ATENÇÃO! Será que as qualificadoras no homicídio podem ser reconhecidas a partir exclusivamente de “testemunho de ouvir dizer”?

Por
5 min. de leitura

Olá pessoal, tudo certo?

Hoje falaremos de um tema que vem sendo recorrentemente analisado no Superior Tribunal de Justiça e que, mais recentemente, sofreu uma importante guinada em sentido diverso ao que restara anteriormente majoritário na referida Corte.

Refiro-me, claro, à (in)aplicabilidade do art. 155 do Código de Processo Penal[1] às sentenças proferidas pelo Tribunal do Júri. Vale destacar que o STJ, no ano de 2021, pacificou o seu entendimento no sentido de não se admitir a decisão de pronúncia quando pautada exclusivamente em testemunhos indiretos, “de ouvir dizer”. Apesar de a análise aprofundada dos elementos probatórios ser feita somente pelo Tribunal do Júri, não se pode admitir, em um Estado Democrático de Direito, a pronúncia baseada, exclusivamente, em testemunho indireto (por ouvir dizer) como prova idônea, de per si, para submeter alguém a julgamento pelo Tribunal Popular[2].

Em semelhante sentido, o Tribunal da Cidadania já cunhou que “a norma segundo a qual a testemunha deve depor pelo que sabe per proprium sensum et non per sensum alterius impede, em alguns sistemas – como o norte-americano – o depoimento da testemunha indireta, por ouvir dizer (hearsay rule). No Brasil, embora não haja impedimento legal a esse tipo de depoimento, “não se pode tolerar que alguém vá a juízo repetir a vox publica. Testemunha que depusesse para dizer o que lhe constou, o que ouviu, sem apontar seus informantes, não deveria ser levada em conta” (Helio Tornaghi)”. É fato que, em nosso país, não há vedação à testemunha de ouvir dizer, porém ela – isoladamente – não serve de substrato para justificar uma decisão de pronúncia do procedimento do júri.

Entretanto, o que se almeja esclarecer no presente artigo é, essencialmente, se o art. 155 do CPP ― ao proibir que a condenação se fundamente apenas em elementos colhidos durante a fase inquisitorial ― tem aplicação às sentenças proferidas pelo tribunal do júri? Ou seja, podem os jurados condenar o réu tomando por base exclusivamente indícios reunidos no inquérito policial, não confirmados em sede judicial e sob o crivo do contraditório?

Tradicionalmente, consoante o entendimento da 5ª e 6ª Turmas deste STJ, o art. 155 do CPP não se aplica aos vereditos do tribunal do júri. Isso porque, tendo em vista o sistema de convicção íntima que rege seus julgamentos, seria inviável aferir quais provas motivaram a condenação. Segundo os referidos órgãos colegiados, não obstante a jurisprudência da Corte entender que o art. 155 do Código de Processo Penal seja aplicado a todos os procedimentos penais, o Conselho Popular pode condenar o réu até por íntima convicção, não sendo, portanto, possível afirmar quais provas foram valoradas para a condenação do agente. Inviável, portanto, a análise referente à violação ao art. 155 do CPP[3].

**Tarefa proposta A**
Copie do trecho sobre o testemunho de ouvir dizer a parte que começa com as palavras "ATENÇÃO! Será que" e termina com "na referida Corte.".
O trecho e os registros vêm de fontes diferentes.

**Registros fornecidos**

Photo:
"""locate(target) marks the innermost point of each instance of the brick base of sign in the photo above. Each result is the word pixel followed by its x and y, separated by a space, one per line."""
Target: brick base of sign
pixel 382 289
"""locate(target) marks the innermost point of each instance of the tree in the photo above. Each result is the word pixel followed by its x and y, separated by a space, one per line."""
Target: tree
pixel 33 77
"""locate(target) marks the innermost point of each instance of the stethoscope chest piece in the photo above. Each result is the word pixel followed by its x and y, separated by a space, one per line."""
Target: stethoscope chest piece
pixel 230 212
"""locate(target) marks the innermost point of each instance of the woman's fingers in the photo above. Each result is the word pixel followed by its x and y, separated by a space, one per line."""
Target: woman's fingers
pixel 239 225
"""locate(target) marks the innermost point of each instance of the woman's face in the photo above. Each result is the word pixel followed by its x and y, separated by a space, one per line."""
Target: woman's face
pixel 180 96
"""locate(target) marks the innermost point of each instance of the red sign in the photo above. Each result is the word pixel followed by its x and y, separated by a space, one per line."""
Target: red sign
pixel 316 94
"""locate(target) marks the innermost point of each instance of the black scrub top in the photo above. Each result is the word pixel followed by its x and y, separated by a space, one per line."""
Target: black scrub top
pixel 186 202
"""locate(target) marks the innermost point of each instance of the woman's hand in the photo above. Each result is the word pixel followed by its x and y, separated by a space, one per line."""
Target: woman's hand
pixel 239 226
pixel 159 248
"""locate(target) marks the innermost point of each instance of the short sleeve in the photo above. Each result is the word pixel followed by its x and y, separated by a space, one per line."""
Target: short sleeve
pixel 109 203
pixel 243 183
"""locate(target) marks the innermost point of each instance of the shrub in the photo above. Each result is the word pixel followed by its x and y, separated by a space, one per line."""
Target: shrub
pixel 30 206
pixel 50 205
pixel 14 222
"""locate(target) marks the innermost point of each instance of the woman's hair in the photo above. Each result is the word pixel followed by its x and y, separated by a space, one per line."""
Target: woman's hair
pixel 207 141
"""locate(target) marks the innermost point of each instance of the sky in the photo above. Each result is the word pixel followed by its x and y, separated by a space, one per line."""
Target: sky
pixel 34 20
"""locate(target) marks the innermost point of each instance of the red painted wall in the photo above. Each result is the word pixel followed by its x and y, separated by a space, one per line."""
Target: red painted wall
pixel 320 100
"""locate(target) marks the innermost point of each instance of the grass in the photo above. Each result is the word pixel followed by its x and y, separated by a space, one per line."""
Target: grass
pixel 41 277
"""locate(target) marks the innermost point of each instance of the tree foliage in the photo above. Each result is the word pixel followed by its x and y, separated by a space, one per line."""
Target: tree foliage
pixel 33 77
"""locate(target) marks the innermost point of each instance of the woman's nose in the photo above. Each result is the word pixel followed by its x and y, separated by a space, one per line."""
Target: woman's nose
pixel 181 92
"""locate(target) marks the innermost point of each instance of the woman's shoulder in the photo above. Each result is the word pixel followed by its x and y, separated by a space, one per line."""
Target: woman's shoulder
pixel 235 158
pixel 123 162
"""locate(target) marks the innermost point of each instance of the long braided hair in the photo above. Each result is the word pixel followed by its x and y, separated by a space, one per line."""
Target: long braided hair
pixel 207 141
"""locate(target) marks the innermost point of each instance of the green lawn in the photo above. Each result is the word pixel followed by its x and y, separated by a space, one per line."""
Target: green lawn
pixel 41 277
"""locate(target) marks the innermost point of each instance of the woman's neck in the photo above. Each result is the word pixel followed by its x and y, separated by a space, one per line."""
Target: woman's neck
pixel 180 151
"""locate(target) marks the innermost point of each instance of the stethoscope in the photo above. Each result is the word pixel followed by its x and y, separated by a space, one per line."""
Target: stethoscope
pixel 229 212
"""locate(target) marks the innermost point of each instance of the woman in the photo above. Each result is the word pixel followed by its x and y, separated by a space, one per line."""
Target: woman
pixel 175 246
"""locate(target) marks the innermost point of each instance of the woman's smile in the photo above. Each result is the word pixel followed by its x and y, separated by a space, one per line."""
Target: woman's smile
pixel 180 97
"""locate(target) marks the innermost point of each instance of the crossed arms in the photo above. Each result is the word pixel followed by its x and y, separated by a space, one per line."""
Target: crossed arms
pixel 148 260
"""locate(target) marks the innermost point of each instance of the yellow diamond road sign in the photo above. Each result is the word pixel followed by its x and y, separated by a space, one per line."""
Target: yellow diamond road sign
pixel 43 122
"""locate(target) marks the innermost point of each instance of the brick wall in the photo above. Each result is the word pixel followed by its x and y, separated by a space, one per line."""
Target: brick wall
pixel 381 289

**Tarefa proposta B**
Por favor, reescreva as linhas dos registros que vão da linha que contém "the woman's hand" até a que contém "pixel 14 222", trocando "shrub" por "bush" e deixando todo o resto igual. Entregue somente essas linhas.

**Resposta A**
ATENÇÃO! Será que as qualificadoras no homicídio podem ser reconhecidas a partir exclusivamente de “testemunho de ouvir dizer”?

Por
5 min. de leitura

Olá pessoal, tudo certo?

Hoje falaremos de um tema que vem sendo recorrentemente analisado no Superior Tribunal de Justiça e que, mais recentemente, sofreu uma importante guinada em sentido diverso ao que restara anteriormente majoritário na referida Corte.

**Resposta B**
"""locate(target) marks the innermost point of each instance of the woman's hand in the photo above. Each result is the word pixel followed by its x and y, separated by a space, one per line."""
Target: woman's hand
pixel 239 226
pixel 159 248
"""locate(target) marks the innermost point of each instance of the short sleeve in the photo above. Each result is the word pixel followed by its x and y, separated by a space, one per line."""
Target: short sleeve
pixel 109 203
pixel 243 183
"""locate(target) marks the innermost point of each instance of the bush in the photo above. Each result is the word pixel followed by its x and y, separated by a space, one per line."""
Target: bush
pixel 30 206
pixel 50 205
pixel 14 222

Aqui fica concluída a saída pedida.